▶ [Problem to work on] Gather every line of the material below that contains the word "rocky", and list those lines in the order in which they appear.

▶ [Raw data]
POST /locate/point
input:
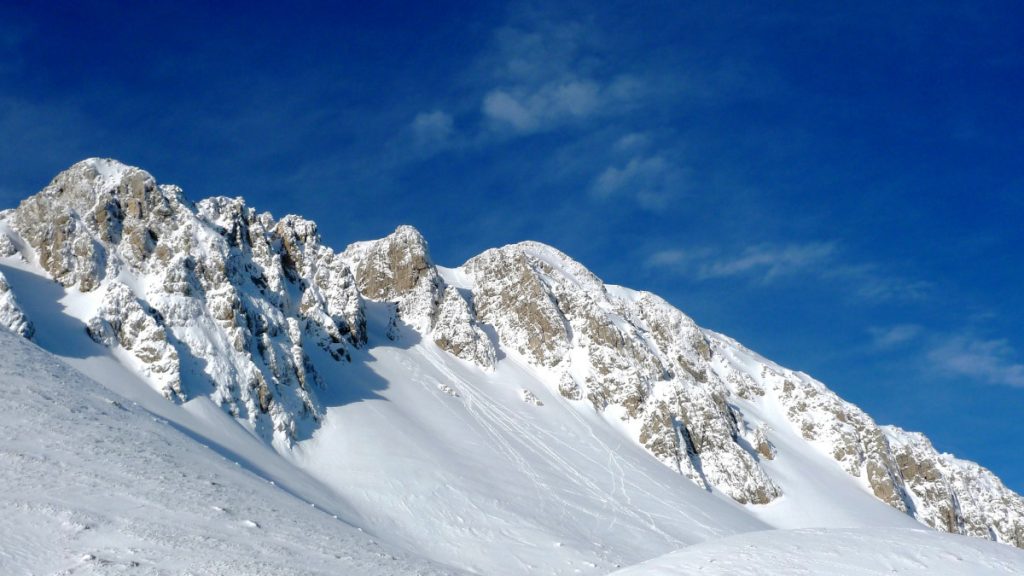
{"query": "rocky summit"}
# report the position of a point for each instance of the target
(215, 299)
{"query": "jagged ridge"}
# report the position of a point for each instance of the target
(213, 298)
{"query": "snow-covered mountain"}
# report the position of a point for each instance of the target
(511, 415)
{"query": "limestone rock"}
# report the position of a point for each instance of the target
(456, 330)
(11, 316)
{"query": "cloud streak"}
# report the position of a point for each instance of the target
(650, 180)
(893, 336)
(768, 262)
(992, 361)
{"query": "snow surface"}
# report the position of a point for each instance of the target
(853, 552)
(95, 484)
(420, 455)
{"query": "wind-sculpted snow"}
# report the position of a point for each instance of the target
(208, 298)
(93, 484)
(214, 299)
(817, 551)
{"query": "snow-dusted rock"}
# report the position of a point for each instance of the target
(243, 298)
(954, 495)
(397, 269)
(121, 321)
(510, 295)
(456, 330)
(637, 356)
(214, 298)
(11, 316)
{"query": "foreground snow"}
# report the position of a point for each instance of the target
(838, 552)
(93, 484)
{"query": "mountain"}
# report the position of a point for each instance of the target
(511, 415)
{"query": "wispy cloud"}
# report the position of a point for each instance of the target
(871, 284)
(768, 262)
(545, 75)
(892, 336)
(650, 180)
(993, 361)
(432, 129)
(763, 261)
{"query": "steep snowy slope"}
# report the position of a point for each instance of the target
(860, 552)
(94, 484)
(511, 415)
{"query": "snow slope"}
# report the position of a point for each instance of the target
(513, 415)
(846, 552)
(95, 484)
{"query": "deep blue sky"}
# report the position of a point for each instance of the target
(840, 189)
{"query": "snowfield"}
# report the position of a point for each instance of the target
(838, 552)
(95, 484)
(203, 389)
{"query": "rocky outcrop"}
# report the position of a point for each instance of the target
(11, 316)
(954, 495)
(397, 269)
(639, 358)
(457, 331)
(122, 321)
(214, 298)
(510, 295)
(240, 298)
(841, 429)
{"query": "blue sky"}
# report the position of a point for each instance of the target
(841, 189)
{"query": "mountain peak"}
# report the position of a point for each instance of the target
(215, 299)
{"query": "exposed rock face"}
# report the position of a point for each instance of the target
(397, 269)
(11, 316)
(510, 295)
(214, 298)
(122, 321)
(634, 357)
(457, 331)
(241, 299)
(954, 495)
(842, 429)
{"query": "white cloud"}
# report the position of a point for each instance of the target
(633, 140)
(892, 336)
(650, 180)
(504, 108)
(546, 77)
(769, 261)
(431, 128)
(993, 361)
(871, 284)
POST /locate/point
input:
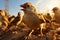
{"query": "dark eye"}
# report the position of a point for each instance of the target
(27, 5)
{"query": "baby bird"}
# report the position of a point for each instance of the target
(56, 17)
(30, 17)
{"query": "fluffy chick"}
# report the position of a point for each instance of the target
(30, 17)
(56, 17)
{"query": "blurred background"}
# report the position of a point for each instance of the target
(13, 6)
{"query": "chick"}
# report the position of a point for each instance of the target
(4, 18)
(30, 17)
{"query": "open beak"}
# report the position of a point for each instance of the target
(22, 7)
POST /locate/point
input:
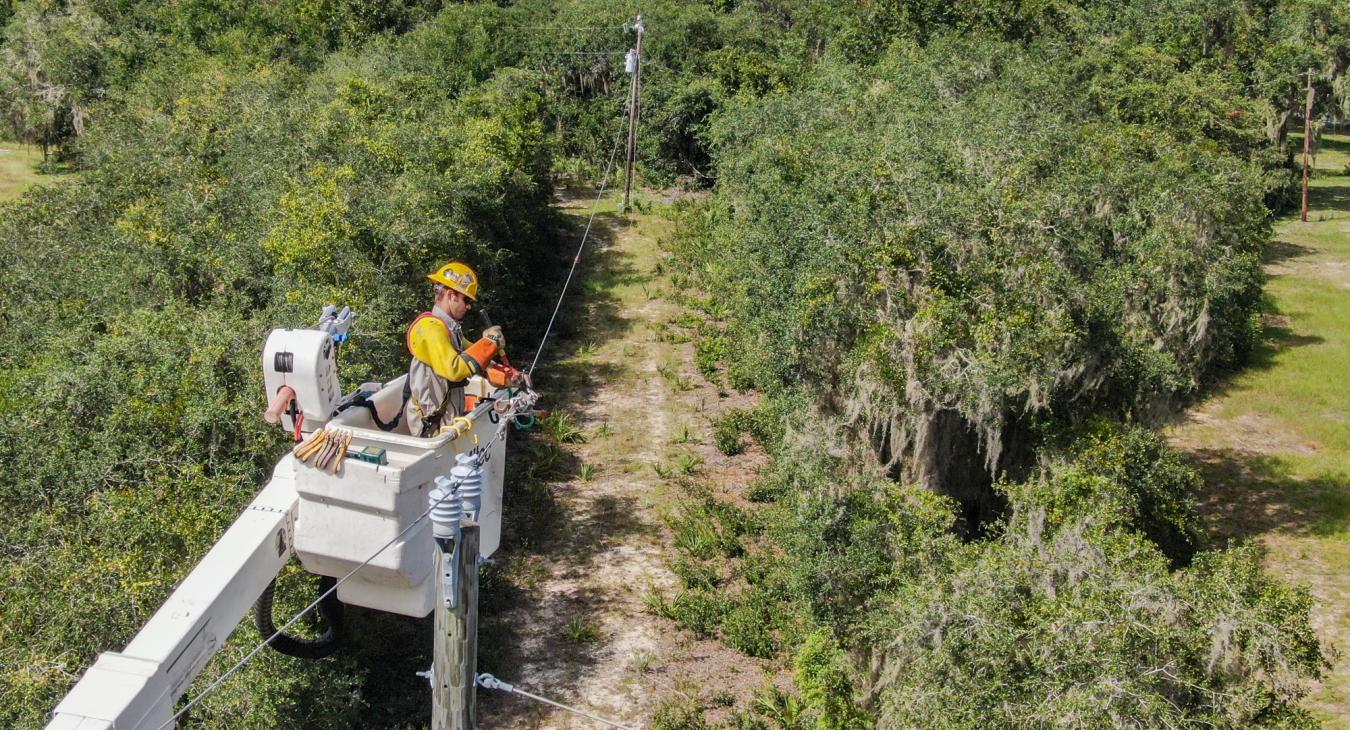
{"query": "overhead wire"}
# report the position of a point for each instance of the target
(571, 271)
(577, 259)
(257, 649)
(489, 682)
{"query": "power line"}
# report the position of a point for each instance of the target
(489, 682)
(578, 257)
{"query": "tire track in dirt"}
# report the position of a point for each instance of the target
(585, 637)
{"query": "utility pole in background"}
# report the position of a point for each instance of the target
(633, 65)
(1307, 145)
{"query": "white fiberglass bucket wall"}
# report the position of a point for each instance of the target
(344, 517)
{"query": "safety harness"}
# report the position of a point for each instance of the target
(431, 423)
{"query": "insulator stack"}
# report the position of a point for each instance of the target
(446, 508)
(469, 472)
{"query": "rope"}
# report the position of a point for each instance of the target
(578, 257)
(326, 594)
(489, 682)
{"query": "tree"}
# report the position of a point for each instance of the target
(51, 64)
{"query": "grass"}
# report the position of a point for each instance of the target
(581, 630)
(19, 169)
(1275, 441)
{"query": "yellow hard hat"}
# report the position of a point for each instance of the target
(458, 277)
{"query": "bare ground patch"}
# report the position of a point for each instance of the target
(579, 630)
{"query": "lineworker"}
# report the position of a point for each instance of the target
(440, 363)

...

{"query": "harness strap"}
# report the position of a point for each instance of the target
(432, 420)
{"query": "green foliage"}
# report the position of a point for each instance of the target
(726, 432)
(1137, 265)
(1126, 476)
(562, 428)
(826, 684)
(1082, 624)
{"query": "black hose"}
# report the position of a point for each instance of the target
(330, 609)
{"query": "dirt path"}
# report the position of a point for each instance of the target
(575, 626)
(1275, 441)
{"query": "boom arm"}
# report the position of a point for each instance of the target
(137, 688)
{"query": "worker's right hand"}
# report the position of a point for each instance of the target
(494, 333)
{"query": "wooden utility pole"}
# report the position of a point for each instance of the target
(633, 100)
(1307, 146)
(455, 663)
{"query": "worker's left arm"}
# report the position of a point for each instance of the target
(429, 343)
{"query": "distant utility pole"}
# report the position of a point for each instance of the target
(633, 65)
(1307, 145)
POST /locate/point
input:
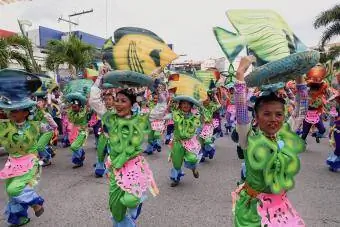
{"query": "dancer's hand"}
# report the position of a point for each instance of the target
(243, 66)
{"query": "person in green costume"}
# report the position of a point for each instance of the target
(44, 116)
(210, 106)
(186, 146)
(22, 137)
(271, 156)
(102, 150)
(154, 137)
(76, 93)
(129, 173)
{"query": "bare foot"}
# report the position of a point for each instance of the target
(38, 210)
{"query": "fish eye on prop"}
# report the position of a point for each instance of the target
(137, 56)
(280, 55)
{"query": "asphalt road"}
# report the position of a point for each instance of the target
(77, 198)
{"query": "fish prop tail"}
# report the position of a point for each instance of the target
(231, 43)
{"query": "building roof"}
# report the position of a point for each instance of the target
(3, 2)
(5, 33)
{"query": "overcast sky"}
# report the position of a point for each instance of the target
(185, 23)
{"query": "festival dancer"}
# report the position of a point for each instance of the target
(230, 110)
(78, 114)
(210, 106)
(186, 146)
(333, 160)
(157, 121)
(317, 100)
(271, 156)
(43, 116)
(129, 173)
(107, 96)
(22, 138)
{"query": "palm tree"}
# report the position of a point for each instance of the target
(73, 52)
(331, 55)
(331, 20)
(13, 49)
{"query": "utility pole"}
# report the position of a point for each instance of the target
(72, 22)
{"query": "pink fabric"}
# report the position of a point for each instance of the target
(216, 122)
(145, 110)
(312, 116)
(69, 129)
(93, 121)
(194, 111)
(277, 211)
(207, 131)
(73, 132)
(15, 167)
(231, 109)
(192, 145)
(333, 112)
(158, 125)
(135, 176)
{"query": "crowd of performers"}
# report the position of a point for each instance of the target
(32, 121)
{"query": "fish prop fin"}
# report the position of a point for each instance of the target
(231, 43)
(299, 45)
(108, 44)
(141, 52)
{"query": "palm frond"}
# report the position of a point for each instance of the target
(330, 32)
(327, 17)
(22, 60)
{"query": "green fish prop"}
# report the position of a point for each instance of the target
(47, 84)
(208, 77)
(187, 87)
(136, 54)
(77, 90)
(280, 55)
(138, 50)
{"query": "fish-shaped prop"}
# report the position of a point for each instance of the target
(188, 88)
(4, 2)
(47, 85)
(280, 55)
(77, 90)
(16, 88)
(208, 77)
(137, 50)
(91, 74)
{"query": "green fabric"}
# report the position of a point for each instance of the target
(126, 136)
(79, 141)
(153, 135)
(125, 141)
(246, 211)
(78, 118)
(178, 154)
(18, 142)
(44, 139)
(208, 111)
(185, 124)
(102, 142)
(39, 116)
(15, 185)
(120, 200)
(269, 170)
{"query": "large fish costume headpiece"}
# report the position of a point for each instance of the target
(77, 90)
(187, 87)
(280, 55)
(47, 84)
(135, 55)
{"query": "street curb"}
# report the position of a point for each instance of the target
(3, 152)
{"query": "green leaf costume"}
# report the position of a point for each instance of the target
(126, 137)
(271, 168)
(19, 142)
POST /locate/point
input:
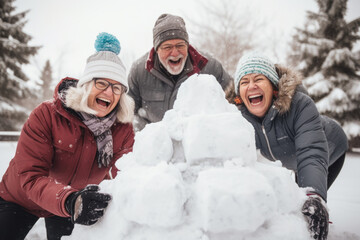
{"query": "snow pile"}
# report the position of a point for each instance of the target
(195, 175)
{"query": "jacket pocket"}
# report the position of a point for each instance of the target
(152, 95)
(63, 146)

▶ [Result]
{"query": "rocky summit"}
{"query": "rocky outcrop"}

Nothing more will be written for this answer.